■ **Problem**: Lay out every item below as a numbered list, omitting any blank lines.
----- Information given
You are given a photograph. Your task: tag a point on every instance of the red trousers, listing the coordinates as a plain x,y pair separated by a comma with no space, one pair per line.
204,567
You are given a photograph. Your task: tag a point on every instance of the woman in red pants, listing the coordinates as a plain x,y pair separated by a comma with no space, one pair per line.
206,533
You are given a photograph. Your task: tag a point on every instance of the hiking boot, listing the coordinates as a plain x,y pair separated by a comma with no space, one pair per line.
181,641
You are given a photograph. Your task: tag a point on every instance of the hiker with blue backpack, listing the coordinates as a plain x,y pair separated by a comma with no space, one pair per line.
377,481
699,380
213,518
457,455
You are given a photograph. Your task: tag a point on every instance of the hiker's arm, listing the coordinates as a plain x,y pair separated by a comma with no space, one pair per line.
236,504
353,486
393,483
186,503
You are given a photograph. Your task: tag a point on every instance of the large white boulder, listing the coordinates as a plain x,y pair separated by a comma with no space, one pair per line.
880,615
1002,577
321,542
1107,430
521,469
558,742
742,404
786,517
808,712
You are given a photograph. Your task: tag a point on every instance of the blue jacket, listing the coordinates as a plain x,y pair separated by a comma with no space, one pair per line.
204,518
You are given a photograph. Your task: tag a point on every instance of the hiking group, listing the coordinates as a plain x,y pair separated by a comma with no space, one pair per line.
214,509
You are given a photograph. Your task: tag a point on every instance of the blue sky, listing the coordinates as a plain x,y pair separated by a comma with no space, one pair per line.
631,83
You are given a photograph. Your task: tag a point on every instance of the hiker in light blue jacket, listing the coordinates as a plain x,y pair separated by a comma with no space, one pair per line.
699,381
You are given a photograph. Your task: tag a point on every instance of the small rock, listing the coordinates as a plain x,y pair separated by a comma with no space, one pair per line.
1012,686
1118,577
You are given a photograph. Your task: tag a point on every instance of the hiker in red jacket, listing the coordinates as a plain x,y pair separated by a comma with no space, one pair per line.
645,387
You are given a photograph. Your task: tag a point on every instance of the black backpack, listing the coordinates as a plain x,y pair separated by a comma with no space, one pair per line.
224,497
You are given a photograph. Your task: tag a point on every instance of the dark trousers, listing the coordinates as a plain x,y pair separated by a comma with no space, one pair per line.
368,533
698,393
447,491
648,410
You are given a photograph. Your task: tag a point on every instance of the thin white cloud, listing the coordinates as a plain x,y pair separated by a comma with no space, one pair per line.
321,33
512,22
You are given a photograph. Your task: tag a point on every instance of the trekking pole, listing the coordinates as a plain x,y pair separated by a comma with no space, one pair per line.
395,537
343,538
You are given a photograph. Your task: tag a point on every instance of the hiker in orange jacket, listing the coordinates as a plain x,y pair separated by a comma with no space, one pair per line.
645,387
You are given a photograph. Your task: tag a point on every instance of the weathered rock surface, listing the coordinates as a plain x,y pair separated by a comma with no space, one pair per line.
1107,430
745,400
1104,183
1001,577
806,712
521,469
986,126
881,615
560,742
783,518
----------
■ **Correct result**:
1. You are given a photograph. Your task: tag a point on every instance of the red trousers, listing the coordinates as a plain x,y pair separated by a comma with no space, one pair per line.
2. 204,567
3. You are given a photograph. Your task: tag a point on every instance of the woman in red pants, listing the coordinates as a plain x,y pair separated by a comma with no space, one pair per line.
4. 206,533
5. You are given a photograph. Your task: tag a point on every instance of the hiking boot, listing the coordinates as a plain x,y pair separated by a comma with no space, one pair per line.
6. 181,641
7. You are given a photograph. Your task: tag a point on every instance of the hiker with blue backpack, listing the coordinates as a plain x,y pair separated by a comma with no space, one pair per line.
8. 377,481
9. 699,380
10. 213,518
11. 457,455
12. You are given a photograph. Your task: tag a point on every instance of the hiker's arm, listing the coordinates as a plain x,y pair separated by a comma with no space, one pair per line.
13. 236,504
14. 353,486
15. 393,483
16. 186,503
17. You are given a photograph. Your task: tag a point on every instance of the large white boulder, listing the coordinates as a plain x,y pair separated by a comma with no space, one pair per line.
18. 880,615
19. 1002,577
20. 321,542
21. 1107,430
22. 521,469
23. 558,742
24. 742,404
25. 786,517
26. 808,712
27. You are given a photograph. Your task: tag a point on every instance of the blue jacket, listing the coordinates as a plain x,y pair separated by a comma with no space, one pair per line.
28. 204,518
29. You are given a photograph. Your task: tag a point on every instance of the hiking group, listing the coordinates as a plain x,y pair separated by a comma with no space, one pair per line.
30. 214,509
31. You are given a photograph. Your task: tag a point on every instance of the blue sky, listing the coordinates as a plain x,y pair separated by a comma with no space, one pair per line.
32. 631,83
33. You are given a photograph. Your task: tag a point on every instance of the hiker in light blue jacket, listing the coordinates as a plain x,y pair separated by a comma with no space, one pair per line.
34. 699,381
35. You are given a photograph. Your task: tag a point on every instance of the small rock, listing the coordinates as a plain x,y pair separated by a comma with no space, one pair per line.
36. 1012,686
37. 1118,577
38. You are given a photograph. Your task: tag a point on every instance of the hiker in red jacket, listing the coordinates as a plain x,y pair separated by a comma with no space, one pair per line.
39. 645,387
40. You are given a photograph. Your task: tag a point on every instance of the black backpack, listing the coordinates as a plain x,y pair separated by a comma with no space, one pair per line.
41. 224,497
42. You are given a photograph. Your task: tag a point on every instance of the dark trousers, listing the coordinates as a plain x,y pair separated by a comma with no space, one pair per line.
43. 368,533
44. 698,393
45. 447,491
46. 648,410
47. You are given a photograph. Your task: tag a point on every instance of the thin white cloud, listing the coordinates as a plain x,y pair separated by a comma with no space, one pair per line.
48. 321,33
49. 512,22
50. You are given a photograph. Your task: tag a point on every instance of the trekking pole, listing the coordinates as a plain x,y pair separated by a comma with no space, one pair per line.
51. 395,537
52. 343,538
53. You are given a photograph. Your task: tag a point on every instance of the hiker in orange jacket, listing the coordinates as a plain x,y pair separated by a comma with no space, one pair per line.
54. 645,387
55. You are given a photograph. Your task: tag a point on every instance of the weathered rock surface, listing the coordinates as a plain x,y pair separated by a comma with no space, one pair per line.
56. 1107,430
57. 745,400
58. 1104,183
59. 1001,577
60. 806,712
61. 521,469
62. 986,126
63. 881,615
64. 560,742
65. 783,518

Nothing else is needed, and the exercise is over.